START INPUT MATERIAL

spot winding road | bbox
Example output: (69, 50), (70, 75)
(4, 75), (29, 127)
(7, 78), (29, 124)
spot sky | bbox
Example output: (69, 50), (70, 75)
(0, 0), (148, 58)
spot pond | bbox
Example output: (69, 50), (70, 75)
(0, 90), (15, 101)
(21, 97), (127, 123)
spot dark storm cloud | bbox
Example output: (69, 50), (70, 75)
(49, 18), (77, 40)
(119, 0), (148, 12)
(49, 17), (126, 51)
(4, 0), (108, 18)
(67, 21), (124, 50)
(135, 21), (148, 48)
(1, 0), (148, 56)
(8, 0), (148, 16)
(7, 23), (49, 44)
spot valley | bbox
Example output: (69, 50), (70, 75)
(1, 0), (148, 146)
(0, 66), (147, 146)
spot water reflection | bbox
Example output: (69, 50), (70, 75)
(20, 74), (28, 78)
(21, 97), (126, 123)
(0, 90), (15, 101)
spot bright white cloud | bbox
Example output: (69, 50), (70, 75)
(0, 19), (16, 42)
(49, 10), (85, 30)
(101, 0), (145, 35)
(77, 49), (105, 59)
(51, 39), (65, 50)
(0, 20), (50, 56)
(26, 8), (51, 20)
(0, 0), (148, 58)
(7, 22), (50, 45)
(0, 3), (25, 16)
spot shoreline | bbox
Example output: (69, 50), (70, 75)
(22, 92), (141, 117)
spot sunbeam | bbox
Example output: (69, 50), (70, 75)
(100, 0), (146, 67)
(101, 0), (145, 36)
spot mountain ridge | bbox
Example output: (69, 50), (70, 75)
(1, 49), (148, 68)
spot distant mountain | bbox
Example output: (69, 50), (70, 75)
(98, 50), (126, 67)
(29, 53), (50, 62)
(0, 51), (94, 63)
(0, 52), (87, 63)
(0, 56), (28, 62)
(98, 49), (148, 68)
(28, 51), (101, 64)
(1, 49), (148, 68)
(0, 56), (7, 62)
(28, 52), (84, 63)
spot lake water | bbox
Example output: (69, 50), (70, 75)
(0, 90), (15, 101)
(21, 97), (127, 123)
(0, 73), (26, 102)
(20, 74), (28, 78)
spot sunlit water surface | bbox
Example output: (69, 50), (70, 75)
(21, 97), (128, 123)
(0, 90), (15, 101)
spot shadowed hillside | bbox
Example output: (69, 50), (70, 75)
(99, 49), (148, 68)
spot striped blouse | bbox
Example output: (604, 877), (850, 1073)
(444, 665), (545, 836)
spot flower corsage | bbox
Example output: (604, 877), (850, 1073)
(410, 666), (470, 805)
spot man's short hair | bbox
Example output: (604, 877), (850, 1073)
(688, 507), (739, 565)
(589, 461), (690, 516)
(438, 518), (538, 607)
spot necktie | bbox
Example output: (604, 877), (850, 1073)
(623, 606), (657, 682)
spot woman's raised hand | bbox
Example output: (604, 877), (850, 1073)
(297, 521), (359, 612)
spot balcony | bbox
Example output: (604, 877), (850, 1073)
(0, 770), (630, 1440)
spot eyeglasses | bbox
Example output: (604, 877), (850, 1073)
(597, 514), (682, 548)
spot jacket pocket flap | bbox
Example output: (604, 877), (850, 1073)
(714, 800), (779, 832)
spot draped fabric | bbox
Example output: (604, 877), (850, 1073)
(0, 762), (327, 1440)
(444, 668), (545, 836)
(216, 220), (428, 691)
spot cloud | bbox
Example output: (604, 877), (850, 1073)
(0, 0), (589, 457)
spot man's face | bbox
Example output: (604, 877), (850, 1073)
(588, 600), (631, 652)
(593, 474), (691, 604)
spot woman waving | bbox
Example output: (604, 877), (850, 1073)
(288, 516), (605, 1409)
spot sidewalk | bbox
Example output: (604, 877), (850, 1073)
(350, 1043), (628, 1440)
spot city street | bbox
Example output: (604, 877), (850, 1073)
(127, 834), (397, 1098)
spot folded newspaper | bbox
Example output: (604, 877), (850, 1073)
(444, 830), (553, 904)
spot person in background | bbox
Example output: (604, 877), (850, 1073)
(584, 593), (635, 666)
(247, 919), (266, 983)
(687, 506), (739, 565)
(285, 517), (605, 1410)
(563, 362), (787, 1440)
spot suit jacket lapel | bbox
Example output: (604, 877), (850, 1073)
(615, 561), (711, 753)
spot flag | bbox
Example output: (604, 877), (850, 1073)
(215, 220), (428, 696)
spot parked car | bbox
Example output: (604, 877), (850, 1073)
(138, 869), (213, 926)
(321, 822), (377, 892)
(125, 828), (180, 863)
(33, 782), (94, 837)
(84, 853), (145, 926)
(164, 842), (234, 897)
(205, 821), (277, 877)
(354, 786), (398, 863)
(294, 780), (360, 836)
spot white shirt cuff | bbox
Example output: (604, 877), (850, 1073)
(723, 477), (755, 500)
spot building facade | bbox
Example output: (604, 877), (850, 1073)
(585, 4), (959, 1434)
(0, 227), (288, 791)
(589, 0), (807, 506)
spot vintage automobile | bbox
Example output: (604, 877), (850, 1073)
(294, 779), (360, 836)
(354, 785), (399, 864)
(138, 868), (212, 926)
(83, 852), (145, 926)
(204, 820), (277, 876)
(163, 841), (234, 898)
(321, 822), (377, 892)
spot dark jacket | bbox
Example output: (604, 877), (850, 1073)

END INPUT MATERIAL

From the listing above, repeat exactly the lines starting at the line that includes "spot water reflection | bbox" and ending at the line that includes "spot shoreline | bbox", with nothing outside that span.

» **SOLVED EXERCISE**:
spot water reflection | bbox
Example output: (69, 50), (70, 75)
(20, 74), (28, 78)
(21, 97), (126, 123)
(0, 90), (15, 101)
spot bright white cloud | bbox
Example output: (69, 50), (70, 75)
(0, 19), (16, 42)
(49, 10), (85, 30)
(101, 0), (145, 35)
(77, 49), (105, 59)
(51, 39), (65, 50)
(0, 20), (50, 56)
(26, 8), (51, 20)
(0, 0), (148, 58)
(7, 22), (50, 45)
(0, 3), (25, 16)
spot shoreline | bbox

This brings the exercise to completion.